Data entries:
§
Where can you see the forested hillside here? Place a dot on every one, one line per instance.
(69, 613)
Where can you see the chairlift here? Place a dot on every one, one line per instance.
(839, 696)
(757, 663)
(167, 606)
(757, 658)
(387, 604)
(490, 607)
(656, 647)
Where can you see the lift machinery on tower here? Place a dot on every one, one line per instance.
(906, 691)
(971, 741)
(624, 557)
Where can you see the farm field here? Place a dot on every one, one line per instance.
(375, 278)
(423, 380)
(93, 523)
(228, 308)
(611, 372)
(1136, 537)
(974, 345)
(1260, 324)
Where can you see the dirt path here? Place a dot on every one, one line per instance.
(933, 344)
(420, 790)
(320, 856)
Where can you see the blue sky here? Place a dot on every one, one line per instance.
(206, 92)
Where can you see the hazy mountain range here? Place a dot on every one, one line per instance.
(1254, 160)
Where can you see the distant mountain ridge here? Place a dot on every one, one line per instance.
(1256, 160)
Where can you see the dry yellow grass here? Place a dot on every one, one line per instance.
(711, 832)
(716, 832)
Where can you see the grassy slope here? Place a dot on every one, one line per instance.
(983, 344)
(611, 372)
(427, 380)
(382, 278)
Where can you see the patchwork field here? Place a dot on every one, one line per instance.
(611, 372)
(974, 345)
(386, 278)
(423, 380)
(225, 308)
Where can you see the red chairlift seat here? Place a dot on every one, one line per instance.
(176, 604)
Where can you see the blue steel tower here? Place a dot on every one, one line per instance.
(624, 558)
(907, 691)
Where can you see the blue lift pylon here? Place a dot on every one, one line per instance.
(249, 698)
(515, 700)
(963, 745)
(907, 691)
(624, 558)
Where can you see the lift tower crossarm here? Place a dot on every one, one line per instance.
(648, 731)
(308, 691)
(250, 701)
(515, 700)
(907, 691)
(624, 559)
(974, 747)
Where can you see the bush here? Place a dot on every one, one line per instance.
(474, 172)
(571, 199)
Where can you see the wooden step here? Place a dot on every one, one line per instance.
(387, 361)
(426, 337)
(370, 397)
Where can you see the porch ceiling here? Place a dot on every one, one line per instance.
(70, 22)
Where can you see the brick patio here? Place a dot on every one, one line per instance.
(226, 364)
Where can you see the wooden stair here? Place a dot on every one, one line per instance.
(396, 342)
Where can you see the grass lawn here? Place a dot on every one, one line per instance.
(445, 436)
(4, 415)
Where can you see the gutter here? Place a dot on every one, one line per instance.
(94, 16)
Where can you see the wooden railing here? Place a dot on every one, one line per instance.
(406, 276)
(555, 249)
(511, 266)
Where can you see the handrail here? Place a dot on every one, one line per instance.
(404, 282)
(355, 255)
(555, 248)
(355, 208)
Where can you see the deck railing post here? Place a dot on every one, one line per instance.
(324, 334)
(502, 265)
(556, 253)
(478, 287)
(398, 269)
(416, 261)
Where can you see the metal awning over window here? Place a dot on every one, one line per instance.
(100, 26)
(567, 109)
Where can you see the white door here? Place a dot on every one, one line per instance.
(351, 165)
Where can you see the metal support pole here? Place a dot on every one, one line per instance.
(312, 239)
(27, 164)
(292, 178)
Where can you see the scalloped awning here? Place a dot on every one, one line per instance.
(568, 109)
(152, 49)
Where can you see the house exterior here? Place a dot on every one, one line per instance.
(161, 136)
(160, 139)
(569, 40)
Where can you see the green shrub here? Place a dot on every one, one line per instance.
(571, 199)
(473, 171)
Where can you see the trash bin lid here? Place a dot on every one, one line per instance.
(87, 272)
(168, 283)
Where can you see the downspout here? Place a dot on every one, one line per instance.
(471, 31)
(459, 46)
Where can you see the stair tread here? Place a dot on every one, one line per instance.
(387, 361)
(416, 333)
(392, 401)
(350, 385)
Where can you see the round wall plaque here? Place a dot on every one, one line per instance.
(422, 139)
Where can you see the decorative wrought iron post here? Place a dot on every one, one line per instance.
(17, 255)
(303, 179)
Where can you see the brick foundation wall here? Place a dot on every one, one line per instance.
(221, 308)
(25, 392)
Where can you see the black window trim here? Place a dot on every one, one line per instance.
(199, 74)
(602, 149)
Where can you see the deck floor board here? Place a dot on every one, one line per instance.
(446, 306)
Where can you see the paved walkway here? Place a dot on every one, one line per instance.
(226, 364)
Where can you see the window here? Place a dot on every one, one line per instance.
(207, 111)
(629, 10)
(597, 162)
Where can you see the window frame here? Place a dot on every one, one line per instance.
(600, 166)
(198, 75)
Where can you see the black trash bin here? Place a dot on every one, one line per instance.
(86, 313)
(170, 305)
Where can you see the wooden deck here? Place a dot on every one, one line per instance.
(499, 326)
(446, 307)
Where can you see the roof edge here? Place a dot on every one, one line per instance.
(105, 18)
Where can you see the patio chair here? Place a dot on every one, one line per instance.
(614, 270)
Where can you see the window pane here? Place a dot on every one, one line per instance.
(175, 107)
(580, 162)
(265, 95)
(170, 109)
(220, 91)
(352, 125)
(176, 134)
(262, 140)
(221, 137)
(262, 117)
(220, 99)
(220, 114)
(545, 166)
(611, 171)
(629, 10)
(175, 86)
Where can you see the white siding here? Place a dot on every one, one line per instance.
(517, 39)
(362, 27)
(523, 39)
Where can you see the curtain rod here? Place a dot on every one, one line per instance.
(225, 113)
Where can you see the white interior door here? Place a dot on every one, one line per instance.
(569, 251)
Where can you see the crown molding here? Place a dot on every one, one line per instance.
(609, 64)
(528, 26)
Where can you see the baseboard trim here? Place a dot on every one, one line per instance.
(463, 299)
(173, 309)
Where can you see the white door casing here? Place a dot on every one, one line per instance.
§
Output all records verbatim.

Complete answer:
Where can you see the forested hillside here? Place a dot on every one, one line per instance.
(69, 613)
Where can you see the chairlift here? Place a dot on every one, one line per instance.
(839, 696)
(757, 663)
(167, 606)
(757, 658)
(387, 604)
(490, 607)
(656, 647)
Where can you see the lift machinery on tower here? Place a dot on every one, one line per instance.
(906, 691)
(971, 741)
(624, 557)
Where can you see the farm field here? Place a dot on every one, one line per instance.
(375, 278)
(423, 380)
(93, 523)
(228, 308)
(611, 372)
(1136, 537)
(974, 345)
(1260, 324)
Where can you see the dirt path here? Place a dot on every one, one line per instance.
(933, 344)
(420, 790)
(320, 856)
Where can you see the blue sky here? Place a dot on every one, one line per instance.
(206, 92)
Where can you see the hazy mountain range here? Place a dot on every one, one line per instance.
(1254, 160)
Where can you see the distant mountain ridge here? Place a dot on every one, one line per instance.
(1256, 160)
Where can you see the dry yellow grass here? Place a dot on every one, one line per instance.
(711, 832)
(716, 832)
Where can you see the grassy slope here? Place a dot on every one, one line per instance.
(983, 344)
(611, 372)
(427, 380)
(382, 278)
Where can you see the patchwork field here? Place a dot on every one, one line per instance.
(611, 372)
(974, 345)
(386, 278)
(423, 380)
(225, 308)
Where can you see the red chairlift seat here? Place a dot on every one, one line per instance.
(176, 604)
Where can you see the blue steel tower here? Place a dot on every one, one line per instance.
(624, 558)
(907, 691)
Where can you see the blue lift pylon here? Place a dot on every one, one line per instance.
(249, 698)
(515, 700)
(963, 745)
(907, 691)
(624, 558)
Where can you see the lift tower crossarm here? Place a dot on every one, one line per instance.
(648, 731)
(308, 691)
(250, 701)
(515, 700)
(907, 691)
(624, 559)
(974, 747)
Where can you see the bush here? Place a dot on every one, one line per instance.
(474, 172)
(571, 199)
Where can you see the wooden step here? Place a dot on every one, one line per instance.
(387, 361)
(426, 337)
(370, 397)
Where can you see the porch ceiling here? Place a dot on every one, one line per instance.
(70, 22)
Where can you see the brick patio here? Place a dot on every one, one line per instance.
(226, 364)
Where can you see the wooden stair here? Place a dot on every one, one line per instance.
(396, 342)
Where can you see the grass lawn here? Place a dot on every one, one line per instance.
(445, 436)
(4, 415)
Where can you see the gutter here? Place a dot on every one, one line per instance.
(94, 16)
Where can you see the wooden railing here? Place a dot on every one, one line per instance.
(406, 276)
(555, 249)
(511, 266)
Where can you see the handrail here? Place a dot on every one, one line per instance.
(404, 282)
(355, 255)
(555, 248)
(355, 208)
Where can you see the deck railing post here? Place a dot on every one, one line per instance.
(324, 334)
(502, 265)
(556, 253)
(478, 287)
(398, 269)
(416, 261)
Where can you see the metal awning over window here? Place a dot on every one, one line per instance.
(100, 26)
(567, 109)
Where can you see the white door here? Place a dot on every one, one line per instance.
(351, 165)
Where can you see the metal support pole here? Place a dot on every one, one line per instance.
(312, 239)
(27, 164)
(292, 178)
Where can you see the scalloped awning here? Place a dot on every one, one line per instance.
(568, 109)
(152, 49)
Where can you see the house exterior here? Place a dot on every one, one line per instance.
(161, 136)
(160, 139)
(569, 40)
Where can you see the green shrub here? Place a dot on every one, one line per instance.
(571, 199)
(473, 171)
Where can you see the trash bin lid here? Place a dot on every one, one line per instance.
(87, 272)
(168, 283)
Where can you see the downspout here? Place a dot on every one, one line per instance.
(471, 31)
(459, 46)
Where can you see the stair tread here? Place a dot on every one, one line per instance.
(387, 361)
(416, 333)
(392, 401)
(350, 385)
Where can you see the round wall plaque here? Place a dot on every one, one line per instance.
(422, 139)
Where can you see the decorative wrought iron post here? Place a dot on every one, one line per instance.
(17, 255)
(303, 179)
Where can you see the brick foundation wall here? Place a dot on every one, one line per instance.
(221, 308)
(25, 392)
Where can you see the black window trim here? Place a dot on every one, one line per instance.
(199, 74)
(602, 149)
Where can you see the deck floor board here? Place a dot on every one, one line per instance.
(446, 306)
Where can you see the paved walkway here? Place a dot on every one, one line per instance.
(226, 364)
Where can you see the window here? Place a dot on every one, one line per instance.
(207, 111)
(629, 10)
(597, 162)
Where can you see the window frame here? Place a dot on every one, one line per instance.
(600, 166)
(198, 75)
Where can you see the black trash bin here? Place a dot on every one, one line per instance.
(86, 313)
(170, 305)
Where can you see the wooden deck here? Place a dot on every one, one line per instance.
(499, 326)
(446, 307)
Where can you see the roof edge here? Place a dot on every one, one line per instance.
(105, 18)
Where can you see the patio chair here? Place a dot on every one, one line per instance.
(614, 270)
Where can you see the window pane here? Place a dot on every one, one line per instance.
(175, 107)
(580, 162)
(265, 95)
(170, 109)
(220, 91)
(352, 125)
(176, 134)
(262, 140)
(221, 137)
(262, 117)
(220, 99)
(220, 114)
(545, 166)
(611, 171)
(629, 10)
(175, 86)
Where can you see the white siding here? Place a dot on every one, one line per instance.
(517, 39)
(362, 27)
(523, 39)
Where can you see the curtain rod here? Place a dot on every one, one line per instance.
(225, 113)
Where can you see the white interior door here? Place a dot on every one, one line per instance.
(569, 251)
Where can you see the crown molding here? Place a dot on every one, one line per instance.
(609, 64)
(528, 26)
Where can you see the baseboard trim here? Place a dot on every one, one line per instance.
(463, 299)
(173, 309)
Where can you see the white door casing here? Place a dot on every one, one line per instance.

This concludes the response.